### Stated task
Starting at the line that contains "Expected behaviour: place one point on the sea", copy each line through the final one exactly as written.

### Data lines

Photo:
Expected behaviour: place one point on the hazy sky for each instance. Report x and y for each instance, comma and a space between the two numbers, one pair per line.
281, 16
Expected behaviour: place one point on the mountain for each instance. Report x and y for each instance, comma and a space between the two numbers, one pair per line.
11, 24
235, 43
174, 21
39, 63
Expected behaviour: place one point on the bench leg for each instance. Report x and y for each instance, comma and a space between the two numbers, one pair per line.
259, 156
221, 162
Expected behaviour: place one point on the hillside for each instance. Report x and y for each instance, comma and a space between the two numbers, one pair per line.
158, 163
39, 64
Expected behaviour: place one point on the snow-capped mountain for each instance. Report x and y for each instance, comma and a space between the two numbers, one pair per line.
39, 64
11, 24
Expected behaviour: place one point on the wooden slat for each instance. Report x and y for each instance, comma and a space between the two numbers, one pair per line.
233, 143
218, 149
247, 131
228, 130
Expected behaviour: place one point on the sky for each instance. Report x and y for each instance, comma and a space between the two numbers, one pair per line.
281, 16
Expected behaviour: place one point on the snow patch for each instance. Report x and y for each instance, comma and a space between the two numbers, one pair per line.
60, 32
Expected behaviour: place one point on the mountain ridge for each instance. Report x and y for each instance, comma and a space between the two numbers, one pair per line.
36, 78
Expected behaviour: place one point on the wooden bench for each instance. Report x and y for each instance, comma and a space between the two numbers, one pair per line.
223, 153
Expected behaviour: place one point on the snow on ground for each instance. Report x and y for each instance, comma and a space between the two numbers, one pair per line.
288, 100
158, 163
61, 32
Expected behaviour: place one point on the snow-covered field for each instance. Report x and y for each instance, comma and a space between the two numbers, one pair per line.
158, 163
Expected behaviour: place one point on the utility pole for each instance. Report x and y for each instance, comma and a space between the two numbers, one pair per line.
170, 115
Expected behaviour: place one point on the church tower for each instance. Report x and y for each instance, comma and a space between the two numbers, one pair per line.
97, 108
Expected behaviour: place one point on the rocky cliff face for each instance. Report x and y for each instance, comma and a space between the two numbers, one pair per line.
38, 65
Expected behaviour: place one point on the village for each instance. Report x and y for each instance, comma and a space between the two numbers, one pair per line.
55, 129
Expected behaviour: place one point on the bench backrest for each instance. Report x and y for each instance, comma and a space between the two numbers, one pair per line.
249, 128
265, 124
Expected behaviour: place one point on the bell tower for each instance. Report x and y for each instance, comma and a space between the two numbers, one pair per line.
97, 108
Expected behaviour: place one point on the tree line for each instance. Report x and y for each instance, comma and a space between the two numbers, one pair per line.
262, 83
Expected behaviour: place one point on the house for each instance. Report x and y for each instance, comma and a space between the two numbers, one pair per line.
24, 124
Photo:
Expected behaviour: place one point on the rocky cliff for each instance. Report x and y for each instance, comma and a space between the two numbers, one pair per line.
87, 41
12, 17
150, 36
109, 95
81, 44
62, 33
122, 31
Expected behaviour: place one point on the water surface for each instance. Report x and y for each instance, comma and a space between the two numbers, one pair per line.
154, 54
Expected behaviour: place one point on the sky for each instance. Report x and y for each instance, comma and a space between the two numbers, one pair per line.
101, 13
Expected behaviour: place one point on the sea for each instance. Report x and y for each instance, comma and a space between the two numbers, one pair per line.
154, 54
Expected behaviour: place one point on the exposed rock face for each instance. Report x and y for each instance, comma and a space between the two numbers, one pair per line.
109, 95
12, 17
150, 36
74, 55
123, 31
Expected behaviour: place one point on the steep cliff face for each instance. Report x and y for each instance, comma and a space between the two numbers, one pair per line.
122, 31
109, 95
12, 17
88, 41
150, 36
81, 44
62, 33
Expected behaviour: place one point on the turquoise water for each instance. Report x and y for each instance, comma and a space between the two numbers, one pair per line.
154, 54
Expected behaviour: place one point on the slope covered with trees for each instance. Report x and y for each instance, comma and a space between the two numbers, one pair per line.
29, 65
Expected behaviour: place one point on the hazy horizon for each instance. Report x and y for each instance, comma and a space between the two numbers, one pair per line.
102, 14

### Answer to the task
Expected behaviour: place one point on the sea for each instance. Report x and y for each instance, comma and a space between the two numbers, one pair per line.
154, 54
Expected behaviour: place one point on the exposed rock face for each instance. Report x and y for each instance, comma and a space between the two numbers, one pair per line.
109, 95
12, 17
150, 36
74, 55
123, 31
Expected behaviour: place one point on the steep cliff face for each instance. Report x and y for each instance, comma and a space between the two numbers, one pair per line.
122, 31
109, 95
12, 17
88, 41
150, 36
81, 44
62, 33
Expected behaviour: place one point on the turquoise water for each instance. Report x and y for each instance, comma and a space between the two numbers, one pair per line.
154, 54
Expected behaviour: place one point on the slope covered with trees for each instance. Report x and y for each instance, comma and a space between the two numbers, one pair per line.
29, 65
Expected behaviour: place one point on the hazy horizon for each instance. Report x and y for each instance, comma and a space between the two numbers, one pair per line.
102, 14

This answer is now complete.